## SHORT TASK:
What is needed here is an exact copy of every entry.

## DATA LISTING:

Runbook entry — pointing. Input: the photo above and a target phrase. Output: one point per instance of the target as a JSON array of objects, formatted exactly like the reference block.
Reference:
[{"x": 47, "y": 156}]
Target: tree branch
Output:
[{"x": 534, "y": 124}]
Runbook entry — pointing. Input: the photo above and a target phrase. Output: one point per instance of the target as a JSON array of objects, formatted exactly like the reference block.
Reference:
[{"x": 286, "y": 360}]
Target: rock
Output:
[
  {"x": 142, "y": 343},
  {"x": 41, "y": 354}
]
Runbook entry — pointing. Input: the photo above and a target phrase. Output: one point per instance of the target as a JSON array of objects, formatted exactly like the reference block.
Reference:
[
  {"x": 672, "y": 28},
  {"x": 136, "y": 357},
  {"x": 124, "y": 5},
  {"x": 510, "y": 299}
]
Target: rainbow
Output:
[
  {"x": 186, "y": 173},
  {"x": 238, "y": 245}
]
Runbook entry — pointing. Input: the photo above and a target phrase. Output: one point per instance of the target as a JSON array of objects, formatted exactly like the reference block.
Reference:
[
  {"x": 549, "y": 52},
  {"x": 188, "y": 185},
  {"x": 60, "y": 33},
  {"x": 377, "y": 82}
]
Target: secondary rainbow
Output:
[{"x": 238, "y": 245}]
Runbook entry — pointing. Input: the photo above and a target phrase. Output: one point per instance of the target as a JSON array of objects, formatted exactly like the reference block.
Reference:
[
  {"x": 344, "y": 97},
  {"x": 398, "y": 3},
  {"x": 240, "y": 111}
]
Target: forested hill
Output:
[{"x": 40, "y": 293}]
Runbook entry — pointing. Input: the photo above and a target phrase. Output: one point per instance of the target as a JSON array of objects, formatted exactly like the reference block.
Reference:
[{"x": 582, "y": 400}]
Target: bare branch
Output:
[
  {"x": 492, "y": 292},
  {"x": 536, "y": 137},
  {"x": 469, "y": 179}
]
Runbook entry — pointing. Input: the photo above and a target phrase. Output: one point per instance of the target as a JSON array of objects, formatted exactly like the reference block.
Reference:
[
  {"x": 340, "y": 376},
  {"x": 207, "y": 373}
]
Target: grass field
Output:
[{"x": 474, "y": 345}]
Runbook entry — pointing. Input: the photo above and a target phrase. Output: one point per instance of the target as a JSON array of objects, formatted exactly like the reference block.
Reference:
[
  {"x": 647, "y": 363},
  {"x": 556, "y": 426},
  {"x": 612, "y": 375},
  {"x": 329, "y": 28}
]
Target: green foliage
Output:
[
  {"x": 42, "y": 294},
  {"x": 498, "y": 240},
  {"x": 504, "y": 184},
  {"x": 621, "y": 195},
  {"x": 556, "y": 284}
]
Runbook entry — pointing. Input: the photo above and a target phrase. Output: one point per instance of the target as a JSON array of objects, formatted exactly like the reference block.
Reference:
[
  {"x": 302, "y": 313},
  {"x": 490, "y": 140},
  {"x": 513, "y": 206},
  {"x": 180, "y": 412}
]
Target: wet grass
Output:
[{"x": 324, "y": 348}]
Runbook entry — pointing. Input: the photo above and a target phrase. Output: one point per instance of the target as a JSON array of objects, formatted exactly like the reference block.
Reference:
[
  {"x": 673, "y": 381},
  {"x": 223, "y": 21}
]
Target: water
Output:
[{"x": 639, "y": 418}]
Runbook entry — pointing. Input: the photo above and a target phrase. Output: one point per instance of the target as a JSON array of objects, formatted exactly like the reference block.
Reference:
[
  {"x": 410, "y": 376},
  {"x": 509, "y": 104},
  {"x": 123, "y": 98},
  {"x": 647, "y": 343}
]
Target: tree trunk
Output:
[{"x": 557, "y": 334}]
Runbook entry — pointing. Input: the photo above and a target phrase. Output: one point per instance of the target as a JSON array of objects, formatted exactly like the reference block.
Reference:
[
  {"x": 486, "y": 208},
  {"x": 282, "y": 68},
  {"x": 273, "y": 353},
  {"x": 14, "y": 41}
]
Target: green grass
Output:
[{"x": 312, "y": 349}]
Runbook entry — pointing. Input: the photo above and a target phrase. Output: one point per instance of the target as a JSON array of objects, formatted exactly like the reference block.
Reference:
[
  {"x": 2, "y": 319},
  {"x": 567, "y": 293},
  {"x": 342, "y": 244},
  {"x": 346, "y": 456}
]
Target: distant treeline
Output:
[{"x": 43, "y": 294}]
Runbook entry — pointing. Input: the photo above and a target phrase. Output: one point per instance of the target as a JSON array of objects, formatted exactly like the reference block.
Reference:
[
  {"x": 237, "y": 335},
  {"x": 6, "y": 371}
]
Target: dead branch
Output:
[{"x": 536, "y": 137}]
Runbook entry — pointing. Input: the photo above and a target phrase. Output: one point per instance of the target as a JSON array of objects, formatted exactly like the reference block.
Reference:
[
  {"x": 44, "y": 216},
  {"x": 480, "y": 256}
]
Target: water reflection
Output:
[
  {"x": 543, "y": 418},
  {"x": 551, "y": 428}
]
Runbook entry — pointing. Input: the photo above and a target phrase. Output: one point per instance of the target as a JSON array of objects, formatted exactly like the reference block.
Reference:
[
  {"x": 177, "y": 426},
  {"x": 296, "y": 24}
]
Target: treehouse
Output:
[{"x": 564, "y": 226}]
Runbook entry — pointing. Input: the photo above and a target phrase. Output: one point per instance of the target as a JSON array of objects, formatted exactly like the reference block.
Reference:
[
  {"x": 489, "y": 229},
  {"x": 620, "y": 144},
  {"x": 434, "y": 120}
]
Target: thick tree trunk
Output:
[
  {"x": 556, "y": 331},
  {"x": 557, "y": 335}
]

## COMPLETE RESPONSE:
Runbook entry — pointing. Input: the photo above and a target phrase. Output: one point per instance of the target as a JSON array of objects, formatted exactly like the reference block.
Reference:
[{"x": 47, "y": 156}]
Target: tree branch
Output:
[{"x": 534, "y": 124}]
Runbook entry — pointing. Input: the photo above and a target phrase. Output: one point per instance of the target as a JSON array of objects, formatted exactly like the reference block.
Reference:
[{"x": 286, "y": 360}]
Target: rock
Output:
[
  {"x": 142, "y": 343},
  {"x": 41, "y": 354}
]
Runbook entry — pointing. Input: the photo above and a target phrase. Output: one point per instance of the target as a JSON array of objects, formatted exactly like the reference block.
Reference:
[
  {"x": 672, "y": 28},
  {"x": 136, "y": 357},
  {"x": 124, "y": 5},
  {"x": 510, "y": 299}
]
Target: rainbow
Output:
[
  {"x": 186, "y": 173},
  {"x": 238, "y": 245}
]
Runbook entry — pointing. Input: the photo above and a target phrase. Output: one point per instance of the target as a JSON array of objects, formatted exactly like the reference block.
Reference:
[
  {"x": 549, "y": 52},
  {"x": 188, "y": 185},
  {"x": 60, "y": 33},
  {"x": 377, "y": 82}
]
Target: secondary rainbow
Output:
[{"x": 238, "y": 245}]
Runbook entry — pointing. Input: the photo above and a target phrase. Output: one point per instance of the target as a JSON array of objects, formatted exactly like the reference block.
Reference:
[
  {"x": 344, "y": 97},
  {"x": 398, "y": 3},
  {"x": 240, "y": 111}
]
Target: forested hill
Output:
[{"x": 40, "y": 293}]
Runbook entry — pointing. Input: the photo above and a target phrase. Output: one point per instance of the target as a JSON array of objects, formatted exactly like the reference block.
Reference:
[{"x": 582, "y": 400}]
Target: bare branch
Output:
[
  {"x": 492, "y": 292},
  {"x": 536, "y": 137},
  {"x": 469, "y": 179}
]
Runbook entry — pointing. Input: the photo above and a target phrase. Output: one point per instance of the target as a JSON array of objects, formatted exactly like the reference block.
Reference:
[
  {"x": 340, "y": 376},
  {"x": 207, "y": 373}
]
Target: grass field
Output:
[{"x": 474, "y": 345}]
Runbook entry — pointing. Input: the photo above and a target phrase. Output: one point per instance of the target as a JSON array of objects, formatted exactly like the reference block.
Reference:
[
  {"x": 647, "y": 363},
  {"x": 556, "y": 426},
  {"x": 612, "y": 375},
  {"x": 329, "y": 28}
]
Target: green foliage
Output:
[
  {"x": 42, "y": 294},
  {"x": 498, "y": 240},
  {"x": 504, "y": 184},
  {"x": 621, "y": 195},
  {"x": 556, "y": 284}
]
Runbook entry — pointing. Input: the photo above and a target phrase. Output: one point per instance of the target as a JSON array of objects, formatted exactly like the reference block.
Reference:
[
  {"x": 302, "y": 313},
  {"x": 490, "y": 140},
  {"x": 513, "y": 206},
  {"x": 180, "y": 412}
]
Target: wet grass
Output:
[{"x": 324, "y": 348}]
Runbook entry — pointing. Input: the photo above and a target phrase. Output: one point per instance of the target as a JSON array of objects, formatted exactly like the reference block.
Reference:
[
  {"x": 673, "y": 381},
  {"x": 223, "y": 21}
]
Target: water
Output:
[{"x": 639, "y": 418}]
Runbook entry — pointing. Input: the photo above and a target phrase. Output: one point per instance of the target as a JSON array of objects, formatted exactly like the reference block.
Reference:
[
  {"x": 410, "y": 376},
  {"x": 509, "y": 104},
  {"x": 123, "y": 98},
  {"x": 647, "y": 343}
]
Target: tree trunk
Output:
[{"x": 557, "y": 334}]
Runbook entry — pointing. Input: the photo above and a target phrase. Output: one point per instance of the target as a JSON array of objects, formatted exactly like the reference block.
Reference:
[
  {"x": 486, "y": 208},
  {"x": 282, "y": 68},
  {"x": 273, "y": 353},
  {"x": 14, "y": 41}
]
Target: green grass
Output:
[{"x": 312, "y": 349}]
Runbook entry — pointing. Input: the photo above and a target phrase. Output: one point per instance of the target as a JSON array of objects, formatted exactly like the reference block.
Reference:
[
  {"x": 2, "y": 319},
  {"x": 567, "y": 293},
  {"x": 342, "y": 244},
  {"x": 346, "y": 456}
]
Target: distant treeline
Output:
[{"x": 43, "y": 294}]
Runbook entry — pointing. Input: the photo above and a target phrase. Output: one point per instance of the target as a JSON array of objects, formatted exactly like the reference block.
Reference:
[
  {"x": 237, "y": 335},
  {"x": 6, "y": 371}
]
Target: dead branch
Output:
[{"x": 536, "y": 137}]
Runbook entry — pointing. Input: the photo above and a target phrase. Output: one point per instance of the target as a JSON array of objects, formatted exactly like the reference block.
Reference:
[
  {"x": 44, "y": 216},
  {"x": 480, "y": 256}
]
Target: water reflection
Output:
[
  {"x": 543, "y": 418},
  {"x": 551, "y": 428}
]
Runbook entry — pointing. Input: the photo above and a target phrase. Output: one point per instance of the target as a JSON array of objects, formatted exactly like the reference block.
Reference:
[
  {"x": 177, "y": 426},
  {"x": 296, "y": 24}
]
Target: treehouse
Output:
[{"x": 564, "y": 226}]
Runbook entry — pointing. Input: the photo above and a target phrase. Output: one point per instance of the target as a JSON array of objects, formatted exactly like the reference block.
Reference:
[
  {"x": 489, "y": 229},
  {"x": 620, "y": 144},
  {"x": 434, "y": 120}
]
Target: thick tree trunk
Output:
[
  {"x": 556, "y": 331},
  {"x": 557, "y": 335}
]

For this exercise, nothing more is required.